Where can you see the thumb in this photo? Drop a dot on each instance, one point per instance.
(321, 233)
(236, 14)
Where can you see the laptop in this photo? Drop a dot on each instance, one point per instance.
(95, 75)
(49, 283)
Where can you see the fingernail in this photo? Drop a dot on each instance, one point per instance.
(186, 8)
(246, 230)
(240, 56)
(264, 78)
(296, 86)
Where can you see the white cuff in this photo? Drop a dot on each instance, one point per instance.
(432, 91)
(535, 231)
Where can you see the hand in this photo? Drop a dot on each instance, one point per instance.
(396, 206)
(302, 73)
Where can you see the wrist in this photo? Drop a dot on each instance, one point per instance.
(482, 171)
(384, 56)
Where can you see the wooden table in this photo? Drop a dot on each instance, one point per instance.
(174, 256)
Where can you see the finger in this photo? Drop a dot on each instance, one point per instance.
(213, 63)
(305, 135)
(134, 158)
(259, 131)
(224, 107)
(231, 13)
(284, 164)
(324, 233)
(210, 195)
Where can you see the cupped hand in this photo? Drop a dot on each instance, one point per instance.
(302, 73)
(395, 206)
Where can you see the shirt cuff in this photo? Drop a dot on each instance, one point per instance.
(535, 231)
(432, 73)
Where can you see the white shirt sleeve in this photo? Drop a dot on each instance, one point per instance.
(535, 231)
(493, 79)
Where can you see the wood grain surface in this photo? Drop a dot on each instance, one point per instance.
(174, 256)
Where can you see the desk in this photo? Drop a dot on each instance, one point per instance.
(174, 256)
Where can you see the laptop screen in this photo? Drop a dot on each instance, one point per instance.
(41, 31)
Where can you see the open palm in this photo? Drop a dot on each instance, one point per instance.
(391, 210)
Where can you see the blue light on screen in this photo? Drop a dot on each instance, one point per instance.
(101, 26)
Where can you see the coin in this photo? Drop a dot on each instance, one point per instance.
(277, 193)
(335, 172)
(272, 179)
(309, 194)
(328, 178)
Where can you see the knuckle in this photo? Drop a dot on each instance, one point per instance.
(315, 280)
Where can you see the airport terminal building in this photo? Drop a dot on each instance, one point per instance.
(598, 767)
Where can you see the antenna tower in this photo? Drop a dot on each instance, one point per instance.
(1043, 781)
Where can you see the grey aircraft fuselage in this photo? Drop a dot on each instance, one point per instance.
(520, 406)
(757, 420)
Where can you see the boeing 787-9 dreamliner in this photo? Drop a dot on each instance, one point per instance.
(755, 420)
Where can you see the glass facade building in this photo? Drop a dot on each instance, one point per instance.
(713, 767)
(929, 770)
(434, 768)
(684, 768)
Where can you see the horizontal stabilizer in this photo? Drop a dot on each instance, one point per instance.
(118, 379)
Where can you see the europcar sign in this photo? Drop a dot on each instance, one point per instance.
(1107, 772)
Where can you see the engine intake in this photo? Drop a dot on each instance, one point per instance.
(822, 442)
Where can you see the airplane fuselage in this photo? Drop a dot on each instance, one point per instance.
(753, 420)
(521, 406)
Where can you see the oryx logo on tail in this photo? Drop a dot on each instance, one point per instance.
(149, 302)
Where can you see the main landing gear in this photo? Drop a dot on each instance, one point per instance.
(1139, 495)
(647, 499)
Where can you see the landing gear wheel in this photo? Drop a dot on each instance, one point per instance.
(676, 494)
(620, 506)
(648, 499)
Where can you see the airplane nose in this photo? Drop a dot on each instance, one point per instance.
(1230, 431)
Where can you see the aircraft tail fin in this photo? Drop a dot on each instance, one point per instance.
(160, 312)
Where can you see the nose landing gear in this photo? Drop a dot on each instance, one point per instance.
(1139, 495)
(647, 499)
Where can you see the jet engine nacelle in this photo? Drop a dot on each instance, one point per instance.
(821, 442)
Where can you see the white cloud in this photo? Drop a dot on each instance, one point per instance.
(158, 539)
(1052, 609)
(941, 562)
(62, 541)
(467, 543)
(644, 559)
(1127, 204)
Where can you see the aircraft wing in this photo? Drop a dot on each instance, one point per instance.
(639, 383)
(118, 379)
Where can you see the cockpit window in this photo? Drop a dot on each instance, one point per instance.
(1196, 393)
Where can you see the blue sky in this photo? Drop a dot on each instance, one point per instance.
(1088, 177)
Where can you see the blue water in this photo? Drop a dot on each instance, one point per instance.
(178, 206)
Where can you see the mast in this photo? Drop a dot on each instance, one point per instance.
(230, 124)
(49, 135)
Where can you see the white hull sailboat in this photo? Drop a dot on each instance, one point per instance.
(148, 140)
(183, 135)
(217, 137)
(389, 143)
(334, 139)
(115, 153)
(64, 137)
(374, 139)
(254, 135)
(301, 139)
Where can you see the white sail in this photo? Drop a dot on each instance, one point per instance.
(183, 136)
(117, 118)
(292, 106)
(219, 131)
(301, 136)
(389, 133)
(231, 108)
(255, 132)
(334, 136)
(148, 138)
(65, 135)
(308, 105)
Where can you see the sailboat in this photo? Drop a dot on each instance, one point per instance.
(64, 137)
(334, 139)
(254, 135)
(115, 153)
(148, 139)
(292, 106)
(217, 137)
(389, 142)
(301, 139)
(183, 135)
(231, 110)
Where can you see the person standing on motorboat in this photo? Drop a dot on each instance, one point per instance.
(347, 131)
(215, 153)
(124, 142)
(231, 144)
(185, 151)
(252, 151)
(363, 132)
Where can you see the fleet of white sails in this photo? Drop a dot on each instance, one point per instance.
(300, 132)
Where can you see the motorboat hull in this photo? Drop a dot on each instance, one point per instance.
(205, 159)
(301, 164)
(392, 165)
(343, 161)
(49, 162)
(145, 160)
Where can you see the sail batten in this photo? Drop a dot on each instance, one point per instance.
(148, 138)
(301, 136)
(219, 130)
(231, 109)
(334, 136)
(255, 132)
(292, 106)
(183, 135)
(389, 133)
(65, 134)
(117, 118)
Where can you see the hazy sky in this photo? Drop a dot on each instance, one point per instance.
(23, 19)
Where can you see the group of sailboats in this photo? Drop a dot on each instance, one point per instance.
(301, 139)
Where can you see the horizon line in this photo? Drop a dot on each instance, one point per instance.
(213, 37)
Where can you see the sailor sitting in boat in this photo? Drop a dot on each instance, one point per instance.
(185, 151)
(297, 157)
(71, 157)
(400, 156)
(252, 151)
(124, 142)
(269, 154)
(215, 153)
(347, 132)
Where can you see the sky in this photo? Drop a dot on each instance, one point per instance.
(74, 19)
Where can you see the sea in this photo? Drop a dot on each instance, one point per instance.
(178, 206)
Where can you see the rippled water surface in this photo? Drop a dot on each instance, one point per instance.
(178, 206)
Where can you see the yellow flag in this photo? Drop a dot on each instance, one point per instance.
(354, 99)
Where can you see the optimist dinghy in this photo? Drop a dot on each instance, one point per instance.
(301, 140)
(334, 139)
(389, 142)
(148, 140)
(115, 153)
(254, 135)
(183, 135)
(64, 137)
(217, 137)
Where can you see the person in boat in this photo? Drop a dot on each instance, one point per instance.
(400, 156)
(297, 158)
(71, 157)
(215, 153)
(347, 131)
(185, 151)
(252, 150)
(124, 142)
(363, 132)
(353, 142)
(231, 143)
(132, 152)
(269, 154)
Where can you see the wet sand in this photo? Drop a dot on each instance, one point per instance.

---

**WHAT IS EXPECTED:** Put every line of the records above into a Markdown table with the columns Row and Line. Number each row in order and skip any blank lines.

**EXERCISE OUTPUT:**
| Row | Line |
|---|---|
| 1 | Where can you see the thumb in this photo? Drop a dot on each instance, one point per instance. |
| 2 | (321, 233) |
| 3 | (236, 14) |
| 4 | Where can you see the laptop in this photo? Drop a dot on each instance, one point per instance. |
| 5 | (95, 75) |
| 6 | (49, 283) |
| 7 | Where can you see the fingernail in this photo? Drop a dot on each instance, one point per instance. |
| 8 | (186, 8) |
| 9 | (246, 230) |
| 10 | (240, 56) |
| 11 | (264, 78) |
| 12 | (296, 86) |
| 13 | Where can you see the white cuff in this photo? Drop a dot on each instance, one point per instance. |
| 14 | (432, 91) |
| 15 | (535, 231) |
| 16 | Where can you see the hand in this photo? Drop a dot on each instance, one point per instance. |
| 17 | (396, 206) |
| 18 | (302, 73) |
| 19 | Where can you see the wrist in this photo? Drop a dot on each instance, one point per instance. |
| 20 | (482, 171) |
| 21 | (384, 56) |
| 22 | Where can you see the wooden table in this photo? Drop a dot on each instance, one point per instance. |
| 23 | (174, 256) |
| 24 | Where can you see the finger in this photo? Drop a dot on each instance, one point per instance. |
| 25 | (213, 63) |
| 26 | (305, 135) |
| 27 | (134, 158) |
| 28 | (259, 131) |
| 29 | (224, 107) |
| 30 | (231, 13) |
| 31 | (284, 164) |
| 32 | (324, 233) |
| 33 | (210, 195) |
| 34 | Where can you see the cupped hand in this photo? Drop a dot on each instance, one point per instance. |
| 35 | (302, 73) |
| 36 | (395, 206) |
| 37 | Where can you see the shirt cuff in this photo? Drop a dot on each instance, one point per instance. |
| 38 | (535, 231) |
| 39 | (432, 73) |
| 40 | Where can you see the white shirt sleeve in this photo? Drop a dot on each instance, one point per instance. |
| 41 | (535, 231) |
| 42 | (493, 79) |
| 43 | Where can you see the wood grain surface in this photo? Drop a dot on each instance, one point per instance. |
| 44 | (174, 256) |
| 45 | Where can you see the desk in this photo? Drop a dot on each instance, one point per instance. |
| 46 | (174, 256) |
| 47 | Where can you see the laptop screen in this photo? Drop a dot on each instance, one point per instance. |
| 48 | (41, 31) |
| 49 | Where can you see the open palm in this photo? Drop a dot on each instance, one point per instance. |
| 50 | (391, 210) |
| 51 | Where can you see the blue light on screen in this photo? Drop a dot on each instance, one point per instance. |
| 52 | (101, 26) |
| 53 | Where can you see the coin in this photo? Drop a dot on each instance, one point per instance. |
| 54 | (277, 193) |
| 55 | (335, 172) |
| 56 | (272, 179) |
| 57 | (309, 194) |
| 58 | (328, 178) |
| 59 | Where can you see the knuckle in this photo? Drop a dot on each instance, one point per instance. |
| 60 | (315, 280) |
| 61 | Where can you see the airport terminal building in this photo? Drop a dot on each instance, one point per instance. |
| 62 | (598, 767) |
| 63 | Where can you see the antenna tower in this photo? Drop a dot on each instance, one point per instance. |
| 64 | (1043, 781) |
| 65 | Where can you see the grey aircraft fuselage in this photo? Drop a dot on each instance, one point per instance. |
| 66 | (520, 406) |
| 67 | (757, 420) |
| 68 | Where can you see the boeing 787-9 dreamliner in this photo? Drop a dot on each instance, one point per instance. |
| 69 | (755, 420) |
| 70 | Where can you see the glass facade building in this photo? Drop a dot on each instance, one point per instance. |
| 71 | (713, 767) |
| 72 | (929, 770) |
| 73 | (434, 768) |
| 74 | (684, 768) |
| 75 | Where can you see the horizontal stabilizer in this photo? Drop a dot on each instance, one point per instance. |
| 76 | (118, 379) |
| 77 | Where can you see the europcar sign in this photo? Drop a dot on each instance, one point per instance. |
| 78 | (1107, 772) |
| 79 | Where can you see the engine intake in this photo? Drop a dot on each instance, one point per instance. |
| 80 | (822, 442) |
| 81 | Where can you see the airplane fuselage in this photo? Drop a dot on each instance, one point per instance. |
| 82 | (753, 420) |
| 83 | (521, 406) |
| 84 | Where can you see the oryx logo on tail in this photo? Drop a dot on each instance, one point per instance. |
| 85 | (149, 302) |
| 86 | Where can you see the main landing gear in this photo? Drop a dot on each instance, one point per instance. |
| 87 | (1139, 495) |
| 88 | (647, 499) |
| 89 | Where can you see the landing gear wheel in this photo? Drop a dot on each instance, one point per instance. |
| 90 | (676, 494) |
| 91 | (620, 506) |
| 92 | (648, 499) |
| 93 | Where can you see the airplane nose in this photo? Drop a dot on each instance, one point per instance. |
| 94 | (1230, 431) |
| 95 | Where can you see the aircraft tail fin in this photo? Drop a dot on each instance, one point per instance. |
| 96 | (160, 312) |
| 97 | Where can you see the nose landing gear in this photo? Drop a dot on each instance, one point per instance. |
| 98 | (1139, 495) |
| 99 | (647, 499) |
| 100 | Where can you see the jet engine nacelle in this photo? Drop a dot on each instance, one point per instance. |
| 101 | (821, 442) |
| 102 | Where can you see the white cloud in this photo? Drop a dot on each instance, one point per instance. |
| 103 | (158, 539) |
| 104 | (1052, 609) |
| 105 | (941, 562) |
| 106 | (62, 541) |
| 107 | (467, 543) |
| 108 | (644, 559) |
| 109 | (1127, 204) |
| 110 | Where can you see the aircraft wing in this photo? Drop a dot on each instance, one point per instance. |
| 111 | (639, 383) |
| 112 | (118, 379) |
| 113 | Where can you see the cockpit window in this photo? Drop a dot on each instance, one point per instance. |
| 114 | (1196, 393) |
| 115 | Where can you see the blue sky in this photo? Drop a dot on each instance, one point per instance. |
| 116 | (1088, 177) |
| 117 | Where can you see the blue water in this photo? Drop a dot on each instance, one point per instance. |
| 118 | (178, 206) |
| 119 | Where can you see the mast in this photo? Drop a dot on each instance, one point per instance. |
| 120 | (230, 124) |
| 121 | (49, 135) |
| 122 | Where can you see the white hull sailboat in this photo? Drop a dot on each instance, one point per instance. |
| 123 | (148, 140) |
| 124 | (183, 135) |
| 125 | (217, 137) |
| 126 | (389, 143) |
| 127 | (334, 139) |
| 128 | (115, 153) |
| 129 | (64, 137) |
| 130 | (374, 139) |
| 131 | (254, 135) |
| 132 | (301, 139) |
| 133 | Where can you see the white sail in this photo? Drop a dot on each instance, one point per instance. |
| 134 | (183, 136) |
| 135 | (117, 118) |
| 136 | (292, 106) |
| 137 | (219, 131) |
| 138 | (301, 136) |
| 139 | (389, 133) |
| 140 | (231, 108) |
| 141 | (255, 132) |
| 142 | (334, 136) |
| 143 | (148, 138) |
| 144 | (65, 135) |
| 145 | (308, 105) |
| 146 | Where can you see the sailboat in this photo? Drop a dot on each instance, one point per instance. |
| 147 | (64, 137) |
| 148 | (334, 139) |
| 149 | (254, 135) |
| 150 | (115, 153) |
| 151 | (148, 139) |
| 152 | (292, 106) |
| 153 | (217, 137) |
| 154 | (389, 142) |
| 155 | (301, 139) |
| 156 | (183, 135) |
| 157 | (231, 110) |
| 158 | Where can you see the person standing on motorboat in this photo? Drop a dot on each instance, one point per instance. |
| 159 | (347, 131) |
| 160 | (215, 153) |
| 161 | (124, 142) |
| 162 | (231, 144) |
| 163 | (185, 151) |
| 164 | (252, 151) |
| 165 | (363, 132) |
| 166 | Where can you see the fleet of white sails in this photo? Drop a dot on each instance, one point per instance. |
| 167 | (300, 132) |
| 168 | Where can you see the motorboat hull in this photo? Drop a dot on each instance, one point per instance. |
| 169 | (205, 159) |
| 170 | (301, 164) |
| 171 | (392, 165) |
| 172 | (343, 161) |
| 173 | (49, 162) |
| 174 | (145, 160) |
| 175 | Where can you see the sail batten in this photo? Drop a dot on each instance, one point per instance. |
| 176 | (148, 138) |
| 177 | (301, 136) |
| 178 | (219, 130) |
| 179 | (231, 109) |
| 180 | (334, 136) |
| 181 | (255, 132) |
| 182 | (292, 106) |
| 183 | (183, 135) |
| 184 | (389, 133) |
| 185 | (65, 134) |
| 186 | (117, 118) |
| 187 | Where can you see the hazy sky in this photo? Drop a dot on each instance, one point per instance. |
| 188 | (23, 19) |
| 189 | Where can you see the group of sailboats in this photo? Drop a dot on each instance, one point per instance. |
| 190 | (301, 139) |
| 191 | Where can you see the horizon line in this photo? Drop a dot on each instance, one point per instance. |
| 192 | (213, 37) |
| 193 | Where can you see the sailor sitting in boat in this photo? Drop a dot on each instance, one point per instance. |
| 194 | (185, 151) |
| 195 | (297, 157) |
| 196 | (71, 157) |
| 197 | (400, 156) |
| 198 | (252, 151) |
| 199 | (124, 142) |
| 200 | (269, 154) |
| 201 | (215, 153) |
| 202 | (347, 132) |
| 203 | Where can you see the sky in this photo? Drop a dot on each instance, one point per instance. |
| 204 | (74, 19) |
| 205 | Where can you see the sea in this photo? Drop a dot on each instance, one point per instance. |
| 206 | (178, 206) |
| 207 | Where can you see the rippled water surface in this photo? Drop a dot on each instance, one point per instance. |
| 208 | (178, 206) |
| 209 | Where can you see the yellow flag in this photo? Drop a dot on each instance, one point per instance. |
| 210 | (354, 99) |
| 211 | Where can you see the optimist dinghy in this photo? Drop a dot on each instance, one point per instance. |
| 212 | (301, 140) |
| 213 | (334, 139) |
| 214 | (389, 142) |
| 215 | (148, 140) |
| 216 | (115, 153) |
| 217 | (254, 135) |
| 218 | (183, 135) |
| 219 | (64, 137) |
| 220 | (217, 137) |
| 221 | Where can you see the person in boat in this photo? Drop a dot on each instance, one point per instance. |
| 222 | (400, 156) |
| 223 | (297, 158) |
| 224 | (71, 157) |
| 225 | (215, 153) |
| 226 | (347, 131) |
| 227 | (185, 151) |
| 228 | (252, 150) |
| 229 | (124, 142) |
| 230 | (363, 132) |
| 231 | (353, 142) |
| 232 | (231, 143) |
| 233 | (132, 152) |
| 234 | (269, 154) |
| 235 | Where can you see the wet sand in this photo? Drop a dot on each instance, one point per instance. |